THE PROBLEM: Can you output every line of the data below as a Markdown table with the columns Row and Line, skipping blank lines and leaving the pictures out?

──────── SUPPLIED RECORDS

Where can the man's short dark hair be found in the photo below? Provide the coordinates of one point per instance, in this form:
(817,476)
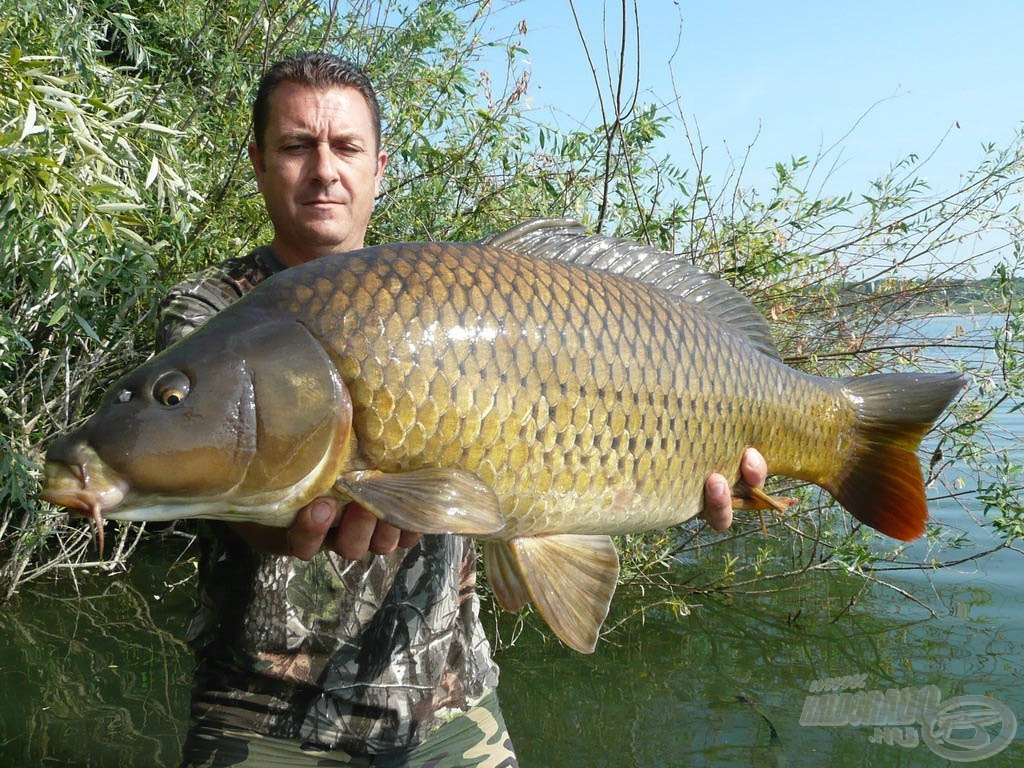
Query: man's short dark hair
(316,70)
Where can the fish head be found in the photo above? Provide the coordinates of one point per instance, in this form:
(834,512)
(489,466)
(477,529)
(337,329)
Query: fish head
(247,419)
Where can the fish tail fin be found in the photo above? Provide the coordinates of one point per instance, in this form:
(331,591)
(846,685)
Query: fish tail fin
(883,485)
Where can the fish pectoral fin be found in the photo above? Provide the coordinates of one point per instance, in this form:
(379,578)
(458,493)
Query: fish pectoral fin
(747,498)
(569,578)
(427,501)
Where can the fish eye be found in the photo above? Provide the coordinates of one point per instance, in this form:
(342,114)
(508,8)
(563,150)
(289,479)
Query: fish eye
(171,388)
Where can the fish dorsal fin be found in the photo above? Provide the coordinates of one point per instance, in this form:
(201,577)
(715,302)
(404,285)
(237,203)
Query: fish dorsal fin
(565,240)
(426,501)
(570,579)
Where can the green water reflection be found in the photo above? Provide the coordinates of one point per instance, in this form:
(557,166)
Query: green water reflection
(102,679)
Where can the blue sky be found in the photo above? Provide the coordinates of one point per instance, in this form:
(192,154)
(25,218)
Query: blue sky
(795,78)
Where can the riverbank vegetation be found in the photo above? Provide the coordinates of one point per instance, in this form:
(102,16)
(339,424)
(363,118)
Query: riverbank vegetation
(123,168)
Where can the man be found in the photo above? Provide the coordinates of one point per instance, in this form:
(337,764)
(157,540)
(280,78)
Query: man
(340,640)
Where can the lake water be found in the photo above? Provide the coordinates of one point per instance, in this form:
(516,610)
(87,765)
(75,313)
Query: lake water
(101,678)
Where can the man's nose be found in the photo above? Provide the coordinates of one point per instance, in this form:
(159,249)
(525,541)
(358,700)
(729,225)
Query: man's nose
(326,164)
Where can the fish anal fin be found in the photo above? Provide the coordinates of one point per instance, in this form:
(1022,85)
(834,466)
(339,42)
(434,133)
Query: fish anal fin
(570,579)
(427,501)
(751,499)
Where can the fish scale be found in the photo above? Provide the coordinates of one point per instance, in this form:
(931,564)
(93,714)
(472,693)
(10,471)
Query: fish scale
(633,367)
(495,390)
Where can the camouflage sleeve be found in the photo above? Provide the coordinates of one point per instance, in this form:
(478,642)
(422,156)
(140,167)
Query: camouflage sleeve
(193,302)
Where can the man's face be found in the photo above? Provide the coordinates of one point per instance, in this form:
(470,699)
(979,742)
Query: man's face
(318,171)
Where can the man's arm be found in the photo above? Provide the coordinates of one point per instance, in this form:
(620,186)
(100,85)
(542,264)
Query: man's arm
(718,495)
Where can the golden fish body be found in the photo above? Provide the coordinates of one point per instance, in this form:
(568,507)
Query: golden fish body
(473,389)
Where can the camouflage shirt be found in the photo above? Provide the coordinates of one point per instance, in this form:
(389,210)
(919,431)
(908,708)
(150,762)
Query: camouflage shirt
(367,655)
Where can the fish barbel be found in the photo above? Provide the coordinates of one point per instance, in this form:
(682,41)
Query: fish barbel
(484,389)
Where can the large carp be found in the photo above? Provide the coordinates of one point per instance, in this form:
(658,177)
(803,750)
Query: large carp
(487,390)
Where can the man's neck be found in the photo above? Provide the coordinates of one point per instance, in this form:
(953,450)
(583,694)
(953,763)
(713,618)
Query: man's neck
(295,256)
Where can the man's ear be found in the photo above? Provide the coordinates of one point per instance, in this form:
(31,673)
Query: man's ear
(379,177)
(256,158)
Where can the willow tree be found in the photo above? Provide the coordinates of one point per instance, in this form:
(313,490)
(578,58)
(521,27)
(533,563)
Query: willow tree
(123,167)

────────────────

COMPLETE OUTPUT:
| Row | Line |
|---|---|
| 1 | Where can the man's short dark hair be found in the photo below? Provide the coordinates of one point per instance, in this form: |
| 2 | (817,476) |
| 3 | Query: man's short dark hair |
| 4 | (316,70) |
| 5 | Where can the fish head be found in the photo above? Provide the coordinates of one point per instance, in this form: |
| 6 | (834,512) |
| 7 | (489,466) |
| 8 | (477,529) |
| 9 | (337,329) |
| 10 | Query: fish head |
| 11 | (247,419) |
| 12 | Where can the fish tail fin be found in the photo above? Provide the coordinates of one point per instance, in this form: |
| 13 | (331,591) |
| 14 | (846,685) |
| 15 | Query: fish tail fin |
| 16 | (883,485) |
| 17 | Where can the fish pectoral fin be found in the photo above? Provide the coordinates of one point per instance, in this form: |
| 18 | (379,578) |
| 19 | (458,493) |
| 20 | Query: fish pectoral fin |
| 21 | (747,498) |
| 22 | (569,578) |
| 23 | (427,501) |
| 24 | Where can the fish eye be found in the photo above? Provide the coordinates of one point per instance, in this form: |
| 25 | (342,114) |
| 26 | (508,8) |
| 27 | (563,150) |
| 28 | (289,479) |
| 29 | Query: fish eye |
| 30 | (171,388) |
| 31 | Where can the fish dorsal fin be found in the photo above? Provide the coordinates of one point per instance, in this form: |
| 32 | (201,577) |
| 33 | (715,302) |
| 34 | (404,285) |
| 35 | (237,203) |
| 36 | Query: fish dorsal fin |
| 37 | (565,240) |
| 38 | (426,501) |
| 39 | (570,579) |
| 40 | Where can the green water reflection be found in the photo above? Provide the coordinates of one point per instance, in this form: |
| 41 | (557,166) |
| 42 | Query: green water reflection |
| 43 | (102,679) |
| 44 | Where can the blue sky be found in the photo above? Provide the coordinates of one point per instance, in this form: |
| 45 | (192,154) |
| 46 | (25,218) |
| 47 | Query: blue sky |
| 48 | (795,78) |
| 49 | Where can the riverbank vegetation be found in the photo above? Provide the coordinates of one point per instance, in this form: |
| 50 | (102,16) |
| 51 | (339,424) |
| 52 | (363,118) |
| 53 | Query: riverbank vegetation |
| 54 | (123,168) |
| 55 | Where can the man be found in the photo above? Provide the coordinates of one point per instance, in this form: |
| 56 | (337,764) |
| 57 | (157,540) |
| 58 | (280,78) |
| 59 | Query: man |
| 60 | (340,640) |
| 61 | Where can the lake water be found in the photo above? Provide the coordinates of one point per instance, in this form: |
| 62 | (516,610) |
| 63 | (87,765) |
| 64 | (75,313) |
| 65 | Query: lake water |
| 66 | (101,678) |
| 67 | Where can the man's nose be found in the photo above? Provide the coordinates of one point per instance, in this form: |
| 68 | (159,249) |
| 69 | (525,541) |
| 70 | (358,700) |
| 71 | (729,225) |
| 72 | Query: man's nose |
| 73 | (326,164) |
| 74 | Where can the fish anal fin be found in the photo above? Provide the coordinates of one point per instance, in this form: |
| 75 | (1022,85) |
| 76 | (834,466) |
| 77 | (339,42) |
| 78 | (434,133) |
| 79 | Query: fish anal fin |
| 80 | (570,579) |
| 81 | (427,501) |
| 82 | (751,499) |
| 83 | Where can the fish scale be found in the photo above? Provide the coordinates of one point per instance, in this form: |
| 84 | (931,564) |
| 85 | (93,714) |
| 86 | (472,693) |
| 87 | (10,471) |
| 88 | Query: fish scale |
| 89 | (633,367) |
| 90 | (495,390) |
| 91 | Where can the camouflage sleeve be found in the photo above? Provide the coordinates of one point per instance, in this form: |
| 92 | (478,642) |
| 93 | (422,156) |
| 94 | (140,167) |
| 95 | Query: camouflage sleeve |
| 96 | (193,302) |
| 97 | Where can the man's face be found in the photo above? Provide the coordinates of one point per instance, in this form: |
| 98 | (470,699) |
| 99 | (979,742) |
| 100 | Query: man's face |
| 101 | (318,171) |
| 102 | Where can the man's arm be found in the photo above? Provide the coordinates of one point per instance, in this form: |
| 103 | (620,186) |
| 104 | (100,85) |
| 105 | (542,264) |
| 106 | Query: man's arm |
| 107 | (718,495) |
| 108 | Where can the golden fish body be found in the photo above? Provide the coordinates of one point per instance, in this form: |
| 109 | (568,507) |
| 110 | Query: golden fish body |
| 111 | (473,389) |
| 112 | Where can the camouflage shirt be found in the photo above? Provide the coordinates of one point per instance, in this form: |
| 113 | (389,210) |
| 114 | (919,431) |
| 115 | (908,708) |
| 116 | (150,762) |
| 117 | Query: camouflage shirt |
| 118 | (367,655) |
| 119 | Where can the fish barbel be found in the photo above? Provide the coordinates of one point per instance, in this form: |
| 120 | (682,41) |
| 121 | Query: fish barbel |
| 122 | (484,389) |
| 123 | Where can the large carp be found in the photo above? Provide the coordinates of one point per instance, in this form: |
| 124 | (658,177) |
| 125 | (803,750) |
| 126 | Query: large carp |
| 127 | (487,390) |
| 128 | Where can the man's neck be found in the photo above? Provide the coordinates of one point per instance, in this form: |
| 129 | (953,450) |
| 130 | (583,694) |
| 131 | (953,763) |
| 132 | (713,618) |
| 133 | Query: man's neck |
| 134 | (295,256) |
| 135 | Where can the man's ear be found in the photo above? Provide the coordinates of one point per instance, in this form: |
| 136 | (31,673) |
| 137 | Query: man's ear |
| 138 | (379,177) |
| 139 | (256,158) |
| 140 | Where can the willow tree be found in the photo above? Provide the coordinates of one point per instance, in this form: |
| 141 | (313,490) |
| 142 | (578,58) |
| 143 | (521,27) |
| 144 | (533,563) |
| 145 | Query: willow tree |
| 146 | (123,167) |